Instructions to follow: Continue the article below about coordinate float precision in a locator service, starting right after its final sentence.

Selected excerpt:
Content starts
The 15-Mile Mistake: Why Float Precision is a Real-World Problem

A look at how coordinate truncation affects geospatial queries, based on real-world debugging of a locator service.

The 15-Mile Mistake: Why Float Precision is a Real-World Problem

We have all been there. You write the code, the unit tests pass, and the staging environment looks pristine. You deploy to production with confidence. Then, a ticket arrives from a user, or worse, an ops manager: “I’m standing at the location the app gave me, and there is nothing here but a cornfield.”

I encountered this exact scenario recently while working on a legacy locator service. The application logic seemed sound: take the user’s location, query the database for the nearest records, and display them on a map. Yet, in specific edge cases, our “nearest” recommendation was miles off-target.

The culprit wasn’t a complex algorithmic failure or a server timeout. It was a subtle, silent data quality issue: Float Precision.

We often treat latitude and longitude as just another set of floating-point numbers, truncating them to save storage or simplify visual presentation. But in the physical world, dropping a decimal place isn’t just a rounding error; it is the difference between walking to the store and driving to the next town.
Content ends
Material provided:
Content starts
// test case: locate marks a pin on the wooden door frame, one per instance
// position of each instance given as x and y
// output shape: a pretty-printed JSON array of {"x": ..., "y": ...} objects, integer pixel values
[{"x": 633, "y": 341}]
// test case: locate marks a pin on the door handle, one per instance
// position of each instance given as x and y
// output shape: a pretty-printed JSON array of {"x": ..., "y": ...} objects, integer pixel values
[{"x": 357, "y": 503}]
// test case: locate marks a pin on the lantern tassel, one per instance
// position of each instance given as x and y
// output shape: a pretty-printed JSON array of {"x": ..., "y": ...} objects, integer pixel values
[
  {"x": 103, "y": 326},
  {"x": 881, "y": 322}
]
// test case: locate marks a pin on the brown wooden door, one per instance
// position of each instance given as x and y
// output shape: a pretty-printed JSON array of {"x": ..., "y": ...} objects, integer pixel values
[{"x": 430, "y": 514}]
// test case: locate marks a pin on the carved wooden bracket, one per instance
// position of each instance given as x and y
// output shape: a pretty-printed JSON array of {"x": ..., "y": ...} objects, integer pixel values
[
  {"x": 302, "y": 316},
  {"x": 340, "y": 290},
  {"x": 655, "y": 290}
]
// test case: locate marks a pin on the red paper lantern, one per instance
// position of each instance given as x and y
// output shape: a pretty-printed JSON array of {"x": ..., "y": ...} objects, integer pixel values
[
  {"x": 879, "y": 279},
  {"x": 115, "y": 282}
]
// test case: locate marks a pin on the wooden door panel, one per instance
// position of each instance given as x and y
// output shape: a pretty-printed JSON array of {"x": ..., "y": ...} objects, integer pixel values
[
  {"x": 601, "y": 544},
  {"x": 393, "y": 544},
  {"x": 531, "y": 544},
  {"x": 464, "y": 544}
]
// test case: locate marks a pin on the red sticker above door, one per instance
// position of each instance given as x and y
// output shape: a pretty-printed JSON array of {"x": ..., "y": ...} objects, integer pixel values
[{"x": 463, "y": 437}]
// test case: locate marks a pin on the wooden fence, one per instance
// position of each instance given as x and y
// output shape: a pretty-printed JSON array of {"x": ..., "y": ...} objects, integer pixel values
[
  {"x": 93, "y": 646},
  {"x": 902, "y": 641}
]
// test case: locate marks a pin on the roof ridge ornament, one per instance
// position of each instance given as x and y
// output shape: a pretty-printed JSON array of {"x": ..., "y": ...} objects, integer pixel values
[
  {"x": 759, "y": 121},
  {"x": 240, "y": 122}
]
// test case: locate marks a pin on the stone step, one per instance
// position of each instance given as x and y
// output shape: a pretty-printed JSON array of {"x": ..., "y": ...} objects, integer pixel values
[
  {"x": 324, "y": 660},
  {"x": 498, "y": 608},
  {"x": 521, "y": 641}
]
Content ends
Exercise output:
In this post, I will share how we diagnosed a massive coordinate margin of error in our dataset, ranging from ~0.68 miles to ~60 miles, and the implications behind that.

The Math: When 0.1 Equals 6.9 Miles

As engineers, we love optimization. We look at a coordinate like 41.88203 and think, “Do I really need those last three digits? 41.8 looks cleaner.” If you are plotting points on a static, zoomed-out map of the world, that might be fine. But if you are directing a user to a critical service location, that truncation is dangerous.

To understand the scale of the problem, we have to put on our Geophysical Engineering hats for a moment: The Earth is roughly a sphere, and we measure positions in degrees.

Here is the breakdown of what those decimal places actually represent on the ground:

  • 1.0 degree of latitude is approximately 69 miles (111 km).
  • 0.1 degrees is approximately 6.9 miles (11 km).
  • 0.01 degrees brings us down to 0.68 miles (1.1 km).

When we audited our dataset, we realized we had records stored with only one or two decimal places. If your database truncates a coordinate to 0.1 precision, your point of interest has a margin of error of nearly 7 miles. You aren’t pointing to a building anymore; you are barely pointing to a specific zip code.

For a deeper dive into the geodesy behind this, QGIS offers excellent resources on Coordinate Reference Systems. Understanding these fundamentals is crucial when your application relies on geospatial queries.

Example: The Phantom Location

Let’s look at a concrete example. We encountered a record in our database with the coordinates 41.8 latitude and -72.83 longitude.

At first glance, this looks like valid data. But let’s apply the math we just reviewed.

With a latitude of 41.8, the precision is limited to the first decimal place. This introduces a potential margin of error of roughly 69 miles in latitude. Even with the slightly more precise longitude, the error margin is still around 6.9 miles.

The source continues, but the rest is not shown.